-- START OF Excerpted data --
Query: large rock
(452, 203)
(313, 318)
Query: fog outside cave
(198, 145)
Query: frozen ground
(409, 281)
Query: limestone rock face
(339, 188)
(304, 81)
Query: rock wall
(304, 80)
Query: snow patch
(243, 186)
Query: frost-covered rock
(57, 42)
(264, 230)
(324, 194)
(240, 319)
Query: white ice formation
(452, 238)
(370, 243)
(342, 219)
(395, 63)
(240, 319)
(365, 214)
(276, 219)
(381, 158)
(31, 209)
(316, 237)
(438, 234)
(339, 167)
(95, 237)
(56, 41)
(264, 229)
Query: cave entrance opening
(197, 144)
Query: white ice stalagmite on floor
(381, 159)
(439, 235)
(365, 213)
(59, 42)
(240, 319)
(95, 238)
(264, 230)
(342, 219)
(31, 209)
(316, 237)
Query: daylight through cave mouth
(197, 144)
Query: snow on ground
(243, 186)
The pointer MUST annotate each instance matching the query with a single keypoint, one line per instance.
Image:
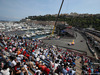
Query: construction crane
(57, 18)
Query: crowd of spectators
(18, 56)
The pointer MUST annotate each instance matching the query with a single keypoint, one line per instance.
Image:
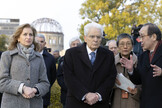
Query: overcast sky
(66, 12)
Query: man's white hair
(74, 39)
(92, 25)
(108, 42)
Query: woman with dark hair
(23, 78)
(124, 99)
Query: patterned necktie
(92, 57)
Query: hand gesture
(28, 92)
(91, 98)
(132, 91)
(128, 64)
(157, 70)
(117, 82)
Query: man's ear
(85, 38)
(154, 37)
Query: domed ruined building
(52, 31)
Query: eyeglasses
(93, 36)
(125, 44)
(141, 37)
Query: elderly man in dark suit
(50, 66)
(89, 71)
(149, 68)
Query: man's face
(41, 42)
(74, 43)
(56, 55)
(125, 47)
(146, 41)
(113, 47)
(93, 39)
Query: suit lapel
(158, 53)
(146, 59)
(84, 56)
(100, 56)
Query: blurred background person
(124, 99)
(56, 55)
(74, 42)
(50, 66)
(149, 68)
(137, 49)
(23, 78)
(111, 44)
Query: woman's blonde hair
(16, 35)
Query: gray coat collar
(16, 51)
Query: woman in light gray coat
(23, 78)
(124, 99)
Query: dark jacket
(61, 82)
(51, 73)
(151, 86)
(81, 77)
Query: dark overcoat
(81, 77)
(51, 74)
(151, 86)
(60, 80)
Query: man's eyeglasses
(125, 44)
(141, 37)
(93, 36)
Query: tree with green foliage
(3, 42)
(118, 16)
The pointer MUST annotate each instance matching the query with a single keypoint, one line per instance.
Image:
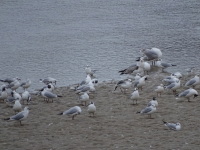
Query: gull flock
(137, 75)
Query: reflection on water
(59, 38)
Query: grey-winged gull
(91, 108)
(3, 94)
(20, 116)
(148, 110)
(189, 93)
(26, 96)
(193, 82)
(135, 96)
(159, 89)
(153, 102)
(26, 84)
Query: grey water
(59, 38)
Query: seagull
(174, 86)
(135, 95)
(178, 75)
(16, 95)
(13, 85)
(20, 116)
(193, 82)
(10, 80)
(148, 110)
(189, 93)
(85, 88)
(137, 77)
(17, 107)
(3, 94)
(48, 80)
(73, 111)
(91, 108)
(26, 97)
(153, 102)
(141, 82)
(170, 79)
(48, 95)
(159, 89)
(25, 85)
(123, 84)
(84, 98)
(172, 126)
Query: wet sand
(114, 126)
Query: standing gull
(193, 82)
(25, 85)
(73, 111)
(91, 108)
(84, 98)
(153, 102)
(174, 86)
(135, 96)
(159, 89)
(3, 94)
(189, 93)
(20, 116)
(141, 82)
(26, 97)
(148, 110)
(17, 107)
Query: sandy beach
(114, 126)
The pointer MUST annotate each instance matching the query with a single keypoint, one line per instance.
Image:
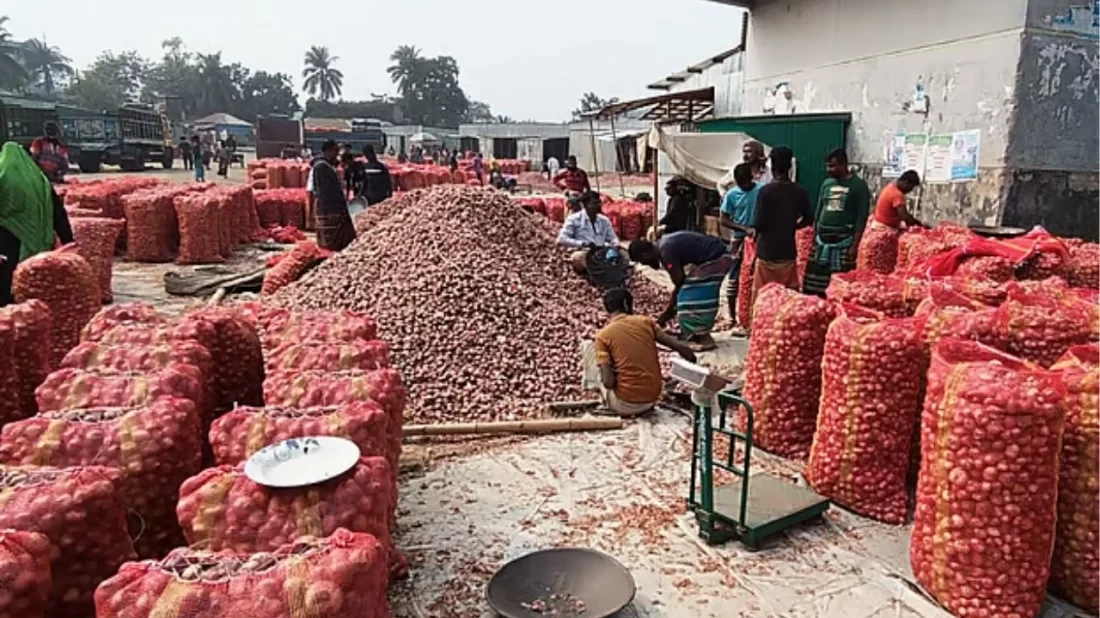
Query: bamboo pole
(540, 426)
(595, 154)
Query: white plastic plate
(300, 462)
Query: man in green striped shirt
(843, 207)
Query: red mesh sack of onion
(878, 250)
(279, 326)
(200, 235)
(339, 576)
(783, 376)
(353, 355)
(30, 353)
(119, 315)
(154, 447)
(1040, 332)
(983, 526)
(79, 509)
(95, 240)
(66, 284)
(24, 574)
(221, 509)
(73, 389)
(307, 389)
(240, 433)
(869, 407)
(1075, 569)
(238, 356)
(296, 262)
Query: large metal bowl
(575, 583)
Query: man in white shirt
(586, 229)
(552, 167)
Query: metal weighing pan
(564, 583)
(998, 231)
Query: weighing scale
(754, 506)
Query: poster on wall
(965, 149)
(939, 161)
(893, 155)
(914, 151)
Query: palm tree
(320, 75)
(11, 70)
(44, 62)
(216, 85)
(406, 68)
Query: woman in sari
(31, 213)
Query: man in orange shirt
(626, 353)
(890, 208)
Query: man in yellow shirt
(626, 353)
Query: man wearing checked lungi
(697, 264)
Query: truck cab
(24, 120)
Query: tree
(592, 102)
(407, 68)
(429, 88)
(266, 92)
(44, 64)
(110, 81)
(217, 84)
(320, 76)
(480, 112)
(12, 74)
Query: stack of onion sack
(355, 354)
(222, 509)
(152, 229)
(1075, 569)
(281, 327)
(870, 404)
(783, 376)
(79, 509)
(983, 526)
(238, 355)
(1029, 327)
(66, 284)
(307, 389)
(24, 574)
(30, 362)
(878, 250)
(74, 389)
(95, 240)
(154, 447)
(240, 433)
(339, 576)
(201, 218)
(304, 256)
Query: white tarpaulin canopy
(700, 157)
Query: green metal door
(810, 135)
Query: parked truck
(275, 133)
(23, 120)
(130, 138)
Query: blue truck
(132, 136)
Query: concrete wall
(727, 80)
(1023, 72)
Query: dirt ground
(466, 508)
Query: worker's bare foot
(703, 342)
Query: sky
(527, 59)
-- END OF Excerpted data --
#### Short task
Rewrite all of the data above with every instance of "pointer" changed to "annotator" and everything else left as it is. Leave the pictures out.

#### Solution to this exercise
Query: large rock
(452, 203)
(313, 318)
Query: fog outside cave
(198, 145)
Query: frozen ground
(409, 281)
Query: limestone rock face
(339, 188)
(304, 81)
Query: rock wall
(304, 80)
Query: snow patch
(243, 186)
Query: frost-covered rock
(57, 42)
(264, 230)
(324, 194)
(240, 319)
Query: white ice formation
(452, 238)
(370, 243)
(342, 219)
(395, 63)
(240, 319)
(365, 214)
(276, 219)
(381, 158)
(31, 209)
(316, 237)
(438, 234)
(339, 167)
(95, 237)
(56, 41)
(264, 229)
Query: cave entrance opening
(197, 144)
Query: white ice stalagmite on floor
(381, 159)
(439, 235)
(365, 213)
(59, 42)
(240, 319)
(95, 238)
(264, 230)
(342, 219)
(31, 209)
(316, 237)
Query: daylight through cave mouth
(197, 144)
Query: snow on ground
(243, 186)
The annotator MUST annotate each instance matching the query with a single keypoint, one line per instance.
Image:
Query: construction crane
(57, 18)
Query: crowd of spectators
(18, 56)
The annotator MUST annotate each instance matching the query with a single keypoint, one line per instance.
Image:
Query: overcast sky
(66, 12)
Query: man's white hair
(74, 39)
(92, 25)
(108, 42)
Query: woman with dark hair
(23, 78)
(124, 99)
Query: patterned necktie
(92, 57)
Query: hand gesture
(28, 92)
(91, 98)
(132, 91)
(128, 64)
(157, 70)
(117, 82)
Query: man's ear
(85, 38)
(154, 37)
Query: domed ruined building
(52, 31)
Query: eyeglasses
(93, 36)
(125, 44)
(141, 37)
Query: elderly man in dark suit
(50, 66)
(89, 71)
(149, 68)
Query: man's face
(41, 42)
(74, 43)
(56, 55)
(125, 47)
(146, 41)
(113, 47)
(93, 39)
Query: suit lapel
(158, 53)
(146, 59)
(84, 56)
(100, 56)
Query: blurred background person
(124, 99)
(56, 55)
(74, 42)
(50, 66)
(149, 68)
(137, 49)
(23, 78)
(111, 44)
Query: woman's blonde hair
(16, 35)
Query: gray coat collar
(16, 51)
Query: woman in light gray coat
(23, 78)
(124, 99)
Query: dark jacket
(61, 82)
(51, 73)
(151, 86)
(81, 77)
Query: dark overcoat
(81, 77)
(51, 74)
(151, 86)
(60, 80)
Query: man's eyeglasses
(125, 44)
(141, 37)
(93, 36)
Query: tree with green foliage
(3, 42)
(118, 16)
The annotator MUST annotate each instance matching the query with a single keypoint, one line per instance.
Image:
Query: gull flock
(137, 75)
Query: reflection on water
(59, 38)
Query: grey-winged gull
(91, 108)
(3, 94)
(20, 116)
(148, 110)
(189, 93)
(26, 96)
(193, 82)
(135, 96)
(159, 89)
(153, 102)
(26, 84)
Query: grey water
(59, 38)
Query: seagull
(174, 86)
(135, 95)
(178, 75)
(16, 95)
(13, 85)
(20, 116)
(193, 82)
(10, 80)
(148, 110)
(189, 93)
(85, 88)
(137, 77)
(17, 107)
(3, 94)
(48, 80)
(73, 111)
(91, 108)
(26, 97)
(153, 102)
(141, 82)
(170, 79)
(48, 95)
(159, 89)
(25, 85)
(123, 84)
(84, 98)
(172, 126)
Query: wet sand
(114, 126)
Query: standing gull
(193, 82)
(25, 85)
(73, 111)
(91, 108)
(84, 98)
(153, 102)
(174, 86)
(135, 96)
(159, 89)
(3, 94)
(189, 93)
(20, 116)
(141, 82)
(26, 97)
(148, 110)
(17, 107)
Query: sandy beach
(114, 126)
The annotator MUST annotate each instance matching the query with a single keypoint, one line per instance.
Image:
Query: bamboo pole
(540, 426)
(595, 154)
Query: white plastic plate
(300, 462)
Query: man in green striped shirt
(843, 207)
Query: red mesh sack of onion
(878, 250)
(279, 326)
(200, 235)
(339, 576)
(783, 376)
(353, 355)
(30, 353)
(119, 315)
(154, 447)
(1040, 332)
(983, 526)
(79, 509)
(95, 240)
(66, 284)
(24, 574)
(221, 509)
(73, 389)
(307, 389)
(240, 433)
(869, 407)
(1075, 569)
(238, 356)
(296, 262)
Query: large metal bowl
(575, 583)
Query: man in white shirt
(586, 229)
(552, 167)
Query: metal weighing pan
(564, 583)
(998, 231)
Query: weighing scale
(754, 506)
Query: poster on wall
(965, 149)
(939, 161)
(893, 155)
(914, 151)
Query: palm tree
(320, 75)
(11, 70)
(44, 62)
(216, 85)
(406, 68)
Query: woman in sari
(31, 213)
Query: man in orange shirt
(626, 353)
(890, 208)
Query: man in yellow shirt
(626, 353)
Query: man wearing checked lungi
(697, 264)
Query: truck cab
(24, 120)
Query: tree
(592, 102)
(407, 68)
(429, 88)
(266, 92)
(44, 64)
(110, 81)
(217, 84)
(320, 76)
(480, 112)
(12, 74)
Query: stack of onion sack
(355, 354)
(222, 509)
(152, 229)
(1075, 569)
(281, 327)
(870, 404)
(783, 376)
(79, 509)
(983, 526)
(238, 355)
(1029, 327)
(66, 284)
(307, 389)
(24, 574)
(30, 362)
(878, 250)
(74, 389)
(95, 240)
(154, 447)
(240, 433)
(339, 576)
(201, 218)
(304, 256)
Query: white tarpaulin canopy
(700, 157)
Query: green metal door
(810, 135)
Query: parked truck
(275, 133)
(23, 120)
(130, 138)
Query: blue truck
(132, 136)
Query: concrete wall
(727, 80)
(1023, 72)
Query: dirt ground
(466, 508)
Query: worker's bare foot
(703, 342)
Query: sky
(527, 59)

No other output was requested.